**Extrait du document:**
::::::

Mu Dan, Mu Pau et Mu Lai – 3 femmes de la tribu Kayan Lahwi – représentées en train de rentrer dans leur village dans le film Kayan Beauties, qui a été largement salué au Myanmar et dans d’autres pays.
YANGON, Myanmar, publié le 1 mai 2014 – Dans une ville rurale éloignée du Dou Ngan Kha, non loin de la frontière du Myanmar avec la Thaïlande, les tribus du peuple Kayan se réunissent chaque année pour un festival national. Par des cérémonies, de la musique et de la danse, l’événement annuel sert à préserver leurs traditions et à célébrer leurs réalisations.

Les Kayan, une partie de la minorité ethnique tibéto-birmane du Myanmar, ont vécu à cet endroit depuis des générations, mais, à la fin des années 1980 et au début des années 1990, des troubles civils ont forcé de nombreux Kayan à fuir le Myanmar pour la Thaïlande. Souvent mal comprises dans leur propre pays, les femmes Kayan Lahwi se sont fait connaître dans le monde entier pour les colliers d’anneaux en laiton décoratifs qu’elles portent autour de leur cou.

Les actrices et les réalisateurs de Kayan Beauties lors de la 56e cérémonie des Annual Myanmar Academy Awards où le film a obtenu les prix de la meilleure photographie et du meilleur son. De gauche à droite : Nwe Ni Win, Nin Mai, Mu Tho, Aung Ko Latt, Hector Carosso, Rose Marie et Khin Mar Win.
Les actrices et les réalisateurs de Kayan Beauties lors de la 56e cérémonie des Annual Myanmar Academy Awards où le film a obtenu les prix de la meilleure photographie et du meilleur son. De gauche à droite : Nwe Ni Win, Nin Mai, Mu Tho, Aung Ko Latt, Hector Carosso, Rose Marie et Khin Mar Win.
Le festival, qui a eu lieu en avril, a mis à l’honneur deux cinéastes qui ont fait connaître la culture Kayan à un large public à travers un long métrage de fiction qui a été salué au Myanmar et dans d’autres pays.

Devant de hauts fonctionnaires, ainsi que de l’archevêque catholique romain de la région Matthias Shwe et de moines bouddhistes de haut rang, les créateurs de Kayan Beauties – le scénariste et réalisateur Aung Ko Latt, qui est un membre de la communauté bahá’íe du Myanmar, et le scénariste Hector Carosso de New York – se sont vu remettre des prix qui exprimaient la profonde gratitude du peuple Kayan.

Le film raconte l’histoire de trois femmes Kayan qui voyagent de leur village à une ville lointaine pour y vendre de l’artisanat. Une jeune fille qui a récemment acquis ses premiers anneaux de laiton les accompagne. Dans la ville, des trafiquants d’êtres humains enlèvent la jeune fille. Ainsi, loin de la maison et hors de leur élément, les femmes se retrouvent impliquées dans une recherche désespérée de leur amie.

::::::

**Lignes:**
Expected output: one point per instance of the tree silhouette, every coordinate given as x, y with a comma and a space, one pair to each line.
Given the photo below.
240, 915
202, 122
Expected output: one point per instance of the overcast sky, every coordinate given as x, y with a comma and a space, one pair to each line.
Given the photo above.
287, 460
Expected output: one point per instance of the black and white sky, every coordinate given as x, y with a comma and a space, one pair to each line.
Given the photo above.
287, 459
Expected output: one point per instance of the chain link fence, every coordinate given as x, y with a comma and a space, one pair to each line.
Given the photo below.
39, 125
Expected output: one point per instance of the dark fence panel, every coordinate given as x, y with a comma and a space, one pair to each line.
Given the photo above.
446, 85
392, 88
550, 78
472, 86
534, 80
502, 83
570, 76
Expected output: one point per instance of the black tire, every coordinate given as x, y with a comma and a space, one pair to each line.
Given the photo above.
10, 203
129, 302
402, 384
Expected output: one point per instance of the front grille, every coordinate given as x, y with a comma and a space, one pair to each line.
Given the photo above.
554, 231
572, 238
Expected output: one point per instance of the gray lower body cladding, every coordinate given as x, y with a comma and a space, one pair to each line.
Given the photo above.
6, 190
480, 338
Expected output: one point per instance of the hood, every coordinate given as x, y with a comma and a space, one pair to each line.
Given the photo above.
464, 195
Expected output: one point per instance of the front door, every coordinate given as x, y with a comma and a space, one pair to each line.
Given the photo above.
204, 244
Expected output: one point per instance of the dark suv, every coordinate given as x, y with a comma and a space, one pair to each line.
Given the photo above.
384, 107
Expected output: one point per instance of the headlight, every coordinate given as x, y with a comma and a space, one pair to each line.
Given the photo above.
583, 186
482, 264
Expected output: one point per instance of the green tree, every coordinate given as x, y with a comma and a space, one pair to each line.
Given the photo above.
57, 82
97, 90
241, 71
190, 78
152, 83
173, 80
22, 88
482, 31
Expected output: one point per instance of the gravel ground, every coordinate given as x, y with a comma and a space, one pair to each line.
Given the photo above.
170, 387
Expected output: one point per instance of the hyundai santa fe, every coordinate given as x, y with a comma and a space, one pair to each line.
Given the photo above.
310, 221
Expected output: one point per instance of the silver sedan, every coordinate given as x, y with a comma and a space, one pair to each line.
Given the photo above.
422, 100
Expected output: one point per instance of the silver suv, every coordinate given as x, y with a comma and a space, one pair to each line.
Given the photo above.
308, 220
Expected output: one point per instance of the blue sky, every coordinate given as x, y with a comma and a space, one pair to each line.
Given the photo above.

::::::

**Consigne 1:**
Répondez aux questions suivantes sur l'extrait consacré au film Kayan Beauties :
(a) En quel mois le festival a-t-il eu lieu ?
(b) Quels prix le film a-t-il obtenus lors de la 56e cérémonie des Annual Myanmar Academy Awards ?
(c) Que vont vendre les trois femmes dans la ville lointaine ?
**Consigne 2:** Dans les enregistrements, de la ligne contenant "silver sedan, every" jusqu'à la fin des enregistrements incluse, substituez "one point for each instance" à "one point per instance" et recopiez ces lignes, s'il vous plaît, sans rien changer d'autre.

**Réponse complète 1:**
(a) En avril.
(b) Les prix de la meilleure photographie et du meilleur son.
(c) De l'artisanat.

**Réponse complète 2:**
Expected output: one point for each instance of the silver sedan, every coordinate given as x, y with a comma and a space, one pair to each line.
Given the photo above.
422, 100
Expected output: one point for each instance of the silver suv, every coordinate given as x, y with a comma and a space, one pair to each line.
Given the photo above.
308, 220
Expected output: one point for each instance of the blue sky, every coordinate given as x, y with a comma and a space, one pair to each line.
Given the photo above.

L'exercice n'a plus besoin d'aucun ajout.